# [LeetCode 10] Regular Expression Matching

### Question

Implement regular expression matching with support for '.' and '*'.

'.' Matches any single character.
'*' Matches zero or more of the preceding element.

The matching should cover the entire input string (not partial).

The function prototype should be:
bool isMatch(const char *s, const char *p)

Some examples:
isMatch("aa","a") → false
isMatch("aa","aa") → true
isMatch("aaa","aa") → false
isMatch("aa", "a*") → true
isMatch("aa", ".*") → true
isMatch("ab", ".*") → true
isMatch("aab", "c*a*b") → true

### Stats

 Frequency 3 Diffficulty 5 Adjusted Difficulty 4 Time to use ----------

Ratings/Color = 1(white) 2(lime) 3(yellow) 4/5(red)

### Analysis

Very important to note: Do not use DP. Why? Because eg. “a*b” will be considered as 2 parts: “a*” part and “b” part. Because star is considered to be bundled with previous char, it gives us difficulty in determine the size of the DP array. Of course, we still can do it, but I see nobody have provided a nice DP solution online. Let’s just forget about it for now.

The solution I’m giving in this post, is to trim String and compare.

We only need to consider 2 cases:

One, the next char is NOT a star sign. This requires simply char compare.

Two, the next char is a star sign, this will require some effort.

### Solution

In case of one letter bundled with a star sign, we iterate thru all possible number of repetition of current char (from 0 until large), and check validation one by one.

A final important note, this question very much looks like DP, but NOT DP.

### My code

My code.

public class Solution {
public boolean isMatch(String s, String p) {
// eg. s = "aab"  p = "c*a*b"

- _INSTRUCTIONS_:
a) According to the regular expression matching post, what does '*' match?
b) In the regular expression matching post, can you replace "star sign" with "asterisk" and write out the passage from "In case of one" to "but NOT DP."?
c) Can you extend the regular expression matching post, picking up right after its last line?

- _GIVEN ENTRIES_:
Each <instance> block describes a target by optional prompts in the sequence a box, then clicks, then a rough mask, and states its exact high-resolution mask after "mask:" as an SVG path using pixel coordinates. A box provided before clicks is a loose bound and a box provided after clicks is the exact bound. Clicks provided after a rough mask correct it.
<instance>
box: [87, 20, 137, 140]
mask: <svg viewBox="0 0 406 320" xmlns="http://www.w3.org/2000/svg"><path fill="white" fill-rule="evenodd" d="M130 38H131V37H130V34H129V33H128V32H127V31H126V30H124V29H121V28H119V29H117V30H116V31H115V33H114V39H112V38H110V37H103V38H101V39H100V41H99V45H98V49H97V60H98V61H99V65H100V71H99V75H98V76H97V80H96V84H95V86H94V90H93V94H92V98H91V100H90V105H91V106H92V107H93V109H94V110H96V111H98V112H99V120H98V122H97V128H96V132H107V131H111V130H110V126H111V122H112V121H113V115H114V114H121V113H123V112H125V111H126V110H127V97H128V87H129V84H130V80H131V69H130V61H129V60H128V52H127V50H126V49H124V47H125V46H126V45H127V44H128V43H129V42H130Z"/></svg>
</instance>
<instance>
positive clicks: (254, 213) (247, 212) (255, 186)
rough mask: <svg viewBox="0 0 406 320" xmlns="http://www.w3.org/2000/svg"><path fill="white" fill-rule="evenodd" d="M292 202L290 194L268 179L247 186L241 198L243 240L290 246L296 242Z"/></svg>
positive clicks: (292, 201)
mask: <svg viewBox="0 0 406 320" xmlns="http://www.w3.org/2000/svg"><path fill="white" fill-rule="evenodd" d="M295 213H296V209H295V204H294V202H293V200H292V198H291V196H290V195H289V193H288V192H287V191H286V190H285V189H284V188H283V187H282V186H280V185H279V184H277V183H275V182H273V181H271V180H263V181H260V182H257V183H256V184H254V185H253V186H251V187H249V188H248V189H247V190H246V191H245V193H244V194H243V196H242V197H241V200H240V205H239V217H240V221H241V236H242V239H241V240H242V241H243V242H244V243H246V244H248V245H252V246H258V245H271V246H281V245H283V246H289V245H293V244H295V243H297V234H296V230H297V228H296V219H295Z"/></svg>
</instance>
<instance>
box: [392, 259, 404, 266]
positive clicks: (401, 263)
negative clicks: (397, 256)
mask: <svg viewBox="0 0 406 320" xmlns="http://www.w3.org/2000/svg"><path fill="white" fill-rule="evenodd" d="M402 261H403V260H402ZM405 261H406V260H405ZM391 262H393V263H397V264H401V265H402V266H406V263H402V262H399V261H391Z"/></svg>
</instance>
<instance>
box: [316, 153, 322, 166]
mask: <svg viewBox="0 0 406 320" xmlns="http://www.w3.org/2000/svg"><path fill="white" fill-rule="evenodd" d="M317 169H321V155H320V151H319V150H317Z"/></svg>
...
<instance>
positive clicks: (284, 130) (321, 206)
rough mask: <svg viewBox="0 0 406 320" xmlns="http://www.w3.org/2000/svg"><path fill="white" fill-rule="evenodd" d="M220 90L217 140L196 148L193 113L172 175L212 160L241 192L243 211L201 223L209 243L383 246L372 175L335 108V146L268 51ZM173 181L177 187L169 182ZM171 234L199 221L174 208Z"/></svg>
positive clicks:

- _EXPECTED RESPONSES_:
a) Zero or more of the preceding element.

b)
In case of one letter bundled with a asterisk, we iterate thru all possible number of repetition of current char (from 0 until large), and check validation one by one.

A final important note, this question very much looks like DP, but NOT DP.

c)
return check(s, p, 0, 0);
}

private boolean check(String s, String p, int start1, int start2) {
int len1 = s.length();
int len2 = p.length();
if (start1 == len1 && start2 == len2) {
return true;
} else if (start2 == len2) {
// if p is used up, but still some letters left in s
return false;
}
// check if there is * after start2 in p
if (start2 == len2 - 1 || p.charAt(start2 + 1) != '*') {
// if there is no *
// match only 1 char
if (start1 == len1) {
// unable to match single char because s is fully used up
} else if (p.charAt(start2) != '.' && s.charAt(start1) != p.charAt(start2)) {
// if single char could not be matched
return false;
} else {
// if single letter matches
return check(s, p, start1 + 1, start2 + 1);
}
} else {
// if there is a * following start2
if (check(s, p, start1, start2 + 2)) {
// the letter in p represent 0 chars
return true;
} else {
// the letter in p represent 1 or more chars
// advance start1 until the end of s
while (start1 < len1) {
// check if the char matches
if (p.charAt(start2) != '.' && s.charAt(start1) != p.charAt(start2)) {
break;
}
if (check(s, p, start1 + 1, start2 + 2)) {
return true;
}
start1++;
}
}
}
return false;
}
}

A much shorter version from someone else making use of String.substring(). I refactored a bit.

public class Solution {
public boolean isMatch(String s, String p) {
// s is normal string, and p is regex string
if (p.length() == 0) {
return s.length() == 0;
} else if (p.length() < 2 || p.charAt(1) != '*') {
// if 2nd char in p is not '*', then match character
if (s.length() == 0) {
return false;
} else if (p.charAt(0) != '.' && s.charAt(0) != p.charAt(0)) {
return false;
} else {
return isMatch(s.substring(1), p.substring(1));
}
} else {
// if 2nd char in p is '*', then iterate all position repetitions
char repeatLetter = p.charAt(0);
for (int i = 0; i <= s.length(); i++) {
// i is the number of repetition of repeatLetter, start from 0
if (i > 0 && repeatLetter != s.charAt(i - 1)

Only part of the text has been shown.